START Source data

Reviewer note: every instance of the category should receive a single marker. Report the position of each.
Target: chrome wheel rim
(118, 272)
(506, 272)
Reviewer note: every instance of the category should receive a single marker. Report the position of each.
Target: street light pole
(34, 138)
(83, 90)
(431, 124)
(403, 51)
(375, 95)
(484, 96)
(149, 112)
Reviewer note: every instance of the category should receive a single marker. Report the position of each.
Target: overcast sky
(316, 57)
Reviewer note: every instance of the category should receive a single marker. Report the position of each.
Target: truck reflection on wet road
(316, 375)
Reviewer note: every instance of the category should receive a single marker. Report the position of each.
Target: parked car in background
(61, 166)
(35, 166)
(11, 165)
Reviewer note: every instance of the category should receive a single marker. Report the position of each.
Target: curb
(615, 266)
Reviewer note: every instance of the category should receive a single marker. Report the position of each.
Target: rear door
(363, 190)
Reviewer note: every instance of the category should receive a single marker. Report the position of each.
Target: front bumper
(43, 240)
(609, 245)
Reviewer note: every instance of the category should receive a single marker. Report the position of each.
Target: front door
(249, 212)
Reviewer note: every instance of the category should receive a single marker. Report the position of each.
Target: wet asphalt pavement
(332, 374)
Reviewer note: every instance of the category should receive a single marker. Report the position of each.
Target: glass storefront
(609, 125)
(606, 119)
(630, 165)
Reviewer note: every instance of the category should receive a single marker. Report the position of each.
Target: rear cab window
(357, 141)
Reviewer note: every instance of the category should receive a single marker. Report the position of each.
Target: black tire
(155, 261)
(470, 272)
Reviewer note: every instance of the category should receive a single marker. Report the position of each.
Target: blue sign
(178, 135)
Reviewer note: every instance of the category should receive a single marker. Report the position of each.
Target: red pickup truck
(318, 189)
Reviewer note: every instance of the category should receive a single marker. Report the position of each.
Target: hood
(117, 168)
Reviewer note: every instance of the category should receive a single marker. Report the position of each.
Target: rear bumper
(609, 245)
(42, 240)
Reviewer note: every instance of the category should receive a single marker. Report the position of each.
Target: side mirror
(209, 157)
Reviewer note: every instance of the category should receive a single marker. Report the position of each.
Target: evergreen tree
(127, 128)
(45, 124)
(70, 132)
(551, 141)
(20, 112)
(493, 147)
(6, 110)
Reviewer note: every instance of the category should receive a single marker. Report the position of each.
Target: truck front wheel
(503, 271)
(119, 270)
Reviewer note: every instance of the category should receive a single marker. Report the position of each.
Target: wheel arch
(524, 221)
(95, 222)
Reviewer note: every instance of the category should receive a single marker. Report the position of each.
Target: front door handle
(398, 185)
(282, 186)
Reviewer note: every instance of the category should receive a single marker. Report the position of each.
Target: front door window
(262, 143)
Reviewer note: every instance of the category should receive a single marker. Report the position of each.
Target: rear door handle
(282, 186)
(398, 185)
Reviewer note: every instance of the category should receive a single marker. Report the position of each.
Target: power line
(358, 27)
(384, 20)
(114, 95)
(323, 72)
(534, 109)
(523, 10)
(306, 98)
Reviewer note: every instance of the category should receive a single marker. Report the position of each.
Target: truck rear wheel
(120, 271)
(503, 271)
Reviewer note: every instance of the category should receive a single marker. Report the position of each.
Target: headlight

END Source data

Assigned task: Each line of the material is to be copied exactly.

Output of the task:
Reviewer note: every instance of the category should receive a single marker. Report the position of each.
Target: chrome wheel rim
(118, 272)
(506, 272)
Reviewer note: every instance of the category should receive a single marker. Report the position of each.
Target: street light pole
(34, 138)
(83, 90)
(431, 124)
(403, 51)
(375, 95)
(484, 96)
(149, 112)
Reviewer note: every instance of the category should receive a single marker. Report the position of each.
Target: overcast sky
(316, 57)
Reviewer note: every instance of the category should receive a single marker. Report the position of each.
Target: truck reflection on wet road
(316, 375)
Reviewer note: every instance of the category should receive a single marker. Report the position of each.
Target: parked car in background
(61, 166)
(35, 166)
(11, 165)
Reviewer note: every instance of the category should receive a single marker. Report the position of each.
Target: curb
(615, 266)
Reviewer note: every instance of the category should receive a single marker. Report the position of each.
Target: rear door
(363, 190)
Reviewer note: every instance of the category should receive a single marker. Report the position of each.
Target: front bumper
(43, 240)
(609, 245)
Reviewer note: every instance of the category should receive a single marker. Report the position of each.
Target: front door
(249, 212)
Reviewer note: every instance of the category should receive a single marker. Report the position of each.
Target: wet asphalt pavement
(332, 374)
Reviewer note: every instance of the category should receive a single marker. Report the position of each.
Target: glass storefront
(609, 125)
(606, 119)
(630, 165)
Reviewer note: every instance of the category should receive a single marker. Report the position of each.
Target: rear cab window
(357, 141)
Reviewer note: every instance of the category should receive a single marker. Report the position of each.
Target: black tire
(155, 261)
(470, 272)
Reviewer note: every instance of the category should receive a single marker. Report the position of each.
Target: blue sign
(178, 135)
Reviewer note: every instance of the category should receive a single marker. Report the position of each.
Target: red pickup truck
(318, 189)
Reviewer note: every instance of the category should receive a single marker. Report the position of each.
Target: hood
(117, 168)
Reviewer note: every instance of the category should receive a single marker. Report the position of each.
Target: rear bumper
(609, 245)
(42, 240)
Reviewer note: every instance of the category should receive a single marker. Report the position of each.
Target: side mirror
(209, 157)
Reviewer note: every instance of the category should receive a single marker. Report the position of each.
Target: evergreen tree
(127, 128)
(45, 124)
(70, 132)
(551, 141)
(20, 112)
(493, 147)
(6, 110)
Reviewer note: every instance of the category should receive a single marker. Report the position of each.
Target: truck front wheel
(503, 271)
(119, 270)
Reviewer note: every instance of the category should receive a single marker. Report the position of each.
Target: wheel arch
(524, 221)
(95, 222)
Reviewer note: every instance of the category should receive a single marker. Report the position of each.
Target: front door handle
(398, 185)
(282, 186)
Reviewer note: every instance of the category should receive a single marker. Report the position of each.
Target: front door window
(262, 143)
Reviewer note: every instance of the category should receive a single marker. Report the position of each.
Target: rear door handle
(282, 186)
(398, 185)
Reviewer note: every instance of the category should receive a single marker. Report the position of each.
Target: power line
(358, 27)
(384, 20)
(114, 95)
(323, 72)
(534, 109)
(523, 10)
(306, 98)
Reviewer note: every instance of the category should receive a single marker. Report the position of each.
Target: truck rear wheel
(120, 271)
(503, 271)
Reviewer note: every instance of the category should receive a single marker. Report the position of each.
Target: headlight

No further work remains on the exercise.